Mr. Walter Monslow (Barrow-in-Furness)

My right hon. Friend has just been called out urgently.

Mr. Brooke

I entirely appreciate that. Perhaps his hon. Friends will explain to the right hon. Gentleman that I mean no discourtesy in dealing in his absence with the allegations which the right hon. Gentleman made as to the treatment given by the Minister to the local authorities.

The figure of £1,525 that has been mentioned is not, in any sense, a figure which has been forced upon reluctant local authorities throughout the country. London, I agree, is reluctant to accept it, because it is impossible to build in or around London as cheaply as it is in other parts of the country, especially when we have not only to pay men the London rates, but when the men have to be transported out to sites in the home counties, because sufficient building labour is not available on the spot.

I feel sure I shall be supported by other hon. Members in testifying that the proposed reduction of £50 on the agreed figure of £1,575 as the reasonable cost of a three-bedroom cottage is not challenged by local authorities throughout the country, and that we have just listened once again to another example of an ex-Minister in the last Government saying that local authorities cannot be trusted to know their job. [HON. MEMBERS: "No."] It is not anyone on this side of the House who, as the right hon. Gentleman alleged, is seeking to interfere with the local authorities.

We now have the extraordinary spectacle of an ex-Minister of Health, who has been accustomed to deal with local government in the past, saying in this House that the present Minister is undermining the independence of local authorities by financial sanctions, when there is no single local authority in the country which takes that view.

Mr. G. Lindgren (Wellingborough)

A large number of local authorities are at this moment taking that view. Since the negotiations took place local authorities are feeling the effect.

To be done:
Can you carry on the House of Commons debate over the £1,525 housing cost figure, picking up after its final line? You won't need the rows that come next.

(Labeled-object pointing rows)
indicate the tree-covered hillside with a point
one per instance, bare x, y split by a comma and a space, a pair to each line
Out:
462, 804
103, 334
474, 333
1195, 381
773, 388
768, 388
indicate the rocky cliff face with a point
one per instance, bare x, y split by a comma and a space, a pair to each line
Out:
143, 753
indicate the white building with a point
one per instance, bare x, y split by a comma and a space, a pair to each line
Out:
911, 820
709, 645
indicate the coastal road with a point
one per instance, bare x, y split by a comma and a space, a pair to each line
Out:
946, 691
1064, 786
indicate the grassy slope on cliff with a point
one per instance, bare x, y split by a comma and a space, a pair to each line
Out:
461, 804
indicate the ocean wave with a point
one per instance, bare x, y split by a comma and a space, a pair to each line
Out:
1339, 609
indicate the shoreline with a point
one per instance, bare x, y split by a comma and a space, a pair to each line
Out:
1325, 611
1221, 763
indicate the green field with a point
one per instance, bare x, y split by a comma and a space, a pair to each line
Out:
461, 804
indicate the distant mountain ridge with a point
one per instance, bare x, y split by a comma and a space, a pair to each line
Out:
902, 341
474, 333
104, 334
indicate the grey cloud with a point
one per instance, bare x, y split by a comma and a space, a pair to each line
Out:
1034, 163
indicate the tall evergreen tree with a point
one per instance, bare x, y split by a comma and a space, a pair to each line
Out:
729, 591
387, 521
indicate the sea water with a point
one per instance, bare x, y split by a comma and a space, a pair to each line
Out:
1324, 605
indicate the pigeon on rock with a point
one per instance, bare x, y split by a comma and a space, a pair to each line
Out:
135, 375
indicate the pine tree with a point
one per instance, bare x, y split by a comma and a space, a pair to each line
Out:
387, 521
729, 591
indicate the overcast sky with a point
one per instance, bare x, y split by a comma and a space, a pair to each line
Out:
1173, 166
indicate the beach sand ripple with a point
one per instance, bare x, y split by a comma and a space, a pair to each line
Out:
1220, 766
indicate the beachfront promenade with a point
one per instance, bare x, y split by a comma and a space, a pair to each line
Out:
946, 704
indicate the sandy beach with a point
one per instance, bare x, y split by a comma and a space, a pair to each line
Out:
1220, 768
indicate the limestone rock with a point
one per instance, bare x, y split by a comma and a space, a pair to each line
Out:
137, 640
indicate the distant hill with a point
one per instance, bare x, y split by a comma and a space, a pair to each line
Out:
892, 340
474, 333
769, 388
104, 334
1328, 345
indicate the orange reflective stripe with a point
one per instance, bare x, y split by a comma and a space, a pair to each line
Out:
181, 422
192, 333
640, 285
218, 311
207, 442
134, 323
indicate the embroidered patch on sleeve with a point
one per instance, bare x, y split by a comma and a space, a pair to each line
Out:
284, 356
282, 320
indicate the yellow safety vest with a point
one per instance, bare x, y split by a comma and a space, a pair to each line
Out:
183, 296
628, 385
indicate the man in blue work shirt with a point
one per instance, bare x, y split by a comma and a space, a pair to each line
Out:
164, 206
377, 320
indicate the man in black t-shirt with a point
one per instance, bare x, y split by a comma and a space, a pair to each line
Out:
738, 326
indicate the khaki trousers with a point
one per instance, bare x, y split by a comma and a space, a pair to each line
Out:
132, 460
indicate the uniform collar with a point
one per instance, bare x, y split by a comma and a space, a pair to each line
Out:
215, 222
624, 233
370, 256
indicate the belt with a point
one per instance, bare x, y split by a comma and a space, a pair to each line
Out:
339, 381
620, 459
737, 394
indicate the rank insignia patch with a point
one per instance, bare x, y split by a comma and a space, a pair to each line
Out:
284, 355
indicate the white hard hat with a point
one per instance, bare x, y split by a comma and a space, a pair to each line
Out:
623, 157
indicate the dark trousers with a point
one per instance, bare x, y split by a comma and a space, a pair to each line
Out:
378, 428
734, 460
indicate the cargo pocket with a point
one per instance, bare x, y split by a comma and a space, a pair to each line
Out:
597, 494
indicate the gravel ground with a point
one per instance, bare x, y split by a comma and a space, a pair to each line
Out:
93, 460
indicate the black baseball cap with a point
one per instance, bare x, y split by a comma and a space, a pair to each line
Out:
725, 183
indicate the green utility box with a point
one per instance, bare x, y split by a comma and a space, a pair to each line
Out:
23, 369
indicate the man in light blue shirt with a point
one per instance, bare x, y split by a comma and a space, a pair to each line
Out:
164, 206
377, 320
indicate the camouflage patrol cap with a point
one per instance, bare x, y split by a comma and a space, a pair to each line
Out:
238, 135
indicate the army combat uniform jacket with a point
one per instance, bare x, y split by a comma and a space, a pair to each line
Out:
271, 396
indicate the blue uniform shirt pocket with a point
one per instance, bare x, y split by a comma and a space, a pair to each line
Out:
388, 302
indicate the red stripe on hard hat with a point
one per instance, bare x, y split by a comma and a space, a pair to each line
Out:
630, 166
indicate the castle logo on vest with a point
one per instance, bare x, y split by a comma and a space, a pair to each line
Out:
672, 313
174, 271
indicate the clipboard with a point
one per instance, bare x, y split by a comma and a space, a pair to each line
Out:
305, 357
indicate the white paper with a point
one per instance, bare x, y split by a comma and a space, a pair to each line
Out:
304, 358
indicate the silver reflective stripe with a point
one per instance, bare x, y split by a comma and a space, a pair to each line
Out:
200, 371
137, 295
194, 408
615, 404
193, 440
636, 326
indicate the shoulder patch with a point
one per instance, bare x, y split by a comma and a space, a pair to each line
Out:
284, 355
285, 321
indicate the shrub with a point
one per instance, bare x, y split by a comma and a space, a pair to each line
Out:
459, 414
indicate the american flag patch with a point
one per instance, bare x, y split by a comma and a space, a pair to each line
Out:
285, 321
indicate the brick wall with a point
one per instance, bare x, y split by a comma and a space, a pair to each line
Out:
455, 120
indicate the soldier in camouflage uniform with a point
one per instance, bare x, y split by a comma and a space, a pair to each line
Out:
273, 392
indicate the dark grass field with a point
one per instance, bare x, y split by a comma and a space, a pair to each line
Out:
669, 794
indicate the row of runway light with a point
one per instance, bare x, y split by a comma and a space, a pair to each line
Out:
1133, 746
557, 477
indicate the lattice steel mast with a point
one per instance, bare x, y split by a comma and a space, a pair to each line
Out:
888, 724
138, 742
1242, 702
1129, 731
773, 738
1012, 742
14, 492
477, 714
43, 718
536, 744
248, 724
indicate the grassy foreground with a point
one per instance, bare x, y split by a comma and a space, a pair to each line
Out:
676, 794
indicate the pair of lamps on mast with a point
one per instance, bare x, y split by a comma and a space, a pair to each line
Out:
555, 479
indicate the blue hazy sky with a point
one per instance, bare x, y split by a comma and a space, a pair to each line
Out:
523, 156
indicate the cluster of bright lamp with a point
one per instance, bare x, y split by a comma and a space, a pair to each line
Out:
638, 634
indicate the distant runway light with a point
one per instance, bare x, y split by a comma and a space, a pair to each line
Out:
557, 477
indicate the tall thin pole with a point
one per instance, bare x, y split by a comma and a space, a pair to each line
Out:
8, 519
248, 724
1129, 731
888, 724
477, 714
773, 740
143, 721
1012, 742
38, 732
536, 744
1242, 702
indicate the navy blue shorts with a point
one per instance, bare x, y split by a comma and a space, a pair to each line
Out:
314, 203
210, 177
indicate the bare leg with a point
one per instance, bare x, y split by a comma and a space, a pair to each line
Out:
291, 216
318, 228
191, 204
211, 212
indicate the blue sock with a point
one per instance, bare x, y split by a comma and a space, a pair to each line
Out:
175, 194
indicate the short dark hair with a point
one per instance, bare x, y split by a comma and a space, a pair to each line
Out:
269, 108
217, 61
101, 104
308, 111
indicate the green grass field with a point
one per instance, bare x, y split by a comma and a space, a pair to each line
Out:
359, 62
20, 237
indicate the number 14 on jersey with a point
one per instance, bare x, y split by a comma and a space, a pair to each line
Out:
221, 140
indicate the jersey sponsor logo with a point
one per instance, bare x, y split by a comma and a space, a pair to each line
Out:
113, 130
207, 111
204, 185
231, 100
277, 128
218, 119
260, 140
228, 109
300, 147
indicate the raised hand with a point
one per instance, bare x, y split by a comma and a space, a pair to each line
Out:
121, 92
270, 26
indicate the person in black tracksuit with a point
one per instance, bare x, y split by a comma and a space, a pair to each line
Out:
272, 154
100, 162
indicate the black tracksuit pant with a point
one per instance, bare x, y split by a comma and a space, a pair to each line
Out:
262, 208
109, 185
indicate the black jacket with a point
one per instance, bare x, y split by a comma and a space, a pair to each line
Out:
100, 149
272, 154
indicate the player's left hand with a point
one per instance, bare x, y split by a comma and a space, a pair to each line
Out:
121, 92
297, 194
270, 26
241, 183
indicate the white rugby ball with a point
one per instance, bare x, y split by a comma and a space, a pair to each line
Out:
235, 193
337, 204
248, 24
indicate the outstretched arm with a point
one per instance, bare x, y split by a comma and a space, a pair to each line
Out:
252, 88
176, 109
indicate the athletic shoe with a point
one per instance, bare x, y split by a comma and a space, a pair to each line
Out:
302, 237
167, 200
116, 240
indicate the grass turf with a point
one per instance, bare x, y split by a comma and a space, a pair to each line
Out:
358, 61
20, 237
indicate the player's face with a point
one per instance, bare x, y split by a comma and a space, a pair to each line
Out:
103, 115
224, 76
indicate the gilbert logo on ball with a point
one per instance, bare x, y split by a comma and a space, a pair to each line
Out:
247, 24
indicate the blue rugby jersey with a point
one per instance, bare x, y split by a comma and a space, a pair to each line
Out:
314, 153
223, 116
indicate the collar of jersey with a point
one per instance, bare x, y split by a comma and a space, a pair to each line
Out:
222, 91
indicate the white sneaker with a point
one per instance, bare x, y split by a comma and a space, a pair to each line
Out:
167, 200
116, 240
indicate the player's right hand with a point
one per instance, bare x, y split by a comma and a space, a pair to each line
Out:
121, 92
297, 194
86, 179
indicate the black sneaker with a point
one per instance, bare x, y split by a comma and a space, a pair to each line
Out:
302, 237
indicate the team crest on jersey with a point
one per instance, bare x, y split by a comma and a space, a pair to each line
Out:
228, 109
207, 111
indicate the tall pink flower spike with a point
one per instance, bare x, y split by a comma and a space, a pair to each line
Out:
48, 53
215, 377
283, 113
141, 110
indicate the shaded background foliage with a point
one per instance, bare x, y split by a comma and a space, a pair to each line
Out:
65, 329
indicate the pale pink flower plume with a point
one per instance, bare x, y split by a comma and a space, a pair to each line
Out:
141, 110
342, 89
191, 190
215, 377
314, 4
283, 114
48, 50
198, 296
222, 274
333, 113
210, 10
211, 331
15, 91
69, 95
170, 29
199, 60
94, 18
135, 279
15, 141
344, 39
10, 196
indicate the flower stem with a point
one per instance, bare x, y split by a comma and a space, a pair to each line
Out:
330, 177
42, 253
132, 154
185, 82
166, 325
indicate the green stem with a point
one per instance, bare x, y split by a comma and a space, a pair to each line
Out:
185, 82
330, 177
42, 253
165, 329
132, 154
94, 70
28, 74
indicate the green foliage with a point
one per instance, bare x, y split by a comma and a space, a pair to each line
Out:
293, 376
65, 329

The answer:
Mr. Brooke

I do not think the hon. Member quite appreciated the context in which I was speaking. I was speaking about this reduction of £50 in cost that can be achieved. That is what the right hon. Gentleman the Member for Ebbw Vale was challenging.

Mr. Lindgren

I do not want the hon. Member, who is generally so fair, to get away with it. Every local authority which is building houses today since the increase in interest charges is, as the result of the new subsidy, one shilling and sometimes shillings a week worse off unless it reduces the standard of the house it is building.

Mr. Brooke

It is possible that we are at cross-purposes, and I take it that the hon. Member does not challenge this statement—that it is possible and reasonable for a local authority, by adopting the proposals which were advocated in a circular sent out when he was at the Ministry, to achieve a saving of £50 or more a year per house. That is the only point at issue here.

All the argument from the other side of the House today has been that the subsidies should be raised further. Perhaps one of the most spectacular pieces of Press comment was a leading article in "The Times" some weeks ago which suggested that the subsidy should not have been raised at all, or at any rate not so much. Frankly, I do not agree with "The Times." I look forward, as indeed hon. Members on both sides of the House possibly do, to the hope one day of returning to the situation of those years before the war when subsidies were concentrated on special needs that had to be met. If we can reach a time when local authorities can concentrate on slum clearance and the remedying of overcrowding, with the help of subsidies, we shall all rejoice. But that time is not here yet, and London housing authorities, even before the rise in interest rates, have been having a hard struggle to make ends meet, taking into account the former amounts of subsidy, the rents they are able to charge, and the high cost of building.

I cannot help thinking that the writer of that article in "The Times" was comfortably housed himself and had no close appreciation at first hand of the kind of problems which have to be faced constantly by people like myself who are members of London housing authorities. So far as London is concerned, it is utterly unrealistic to imagine that the subsidies could have been left unchanged, or that some increase of subsidy much less substantial than what the Minister has proposed would have met the case.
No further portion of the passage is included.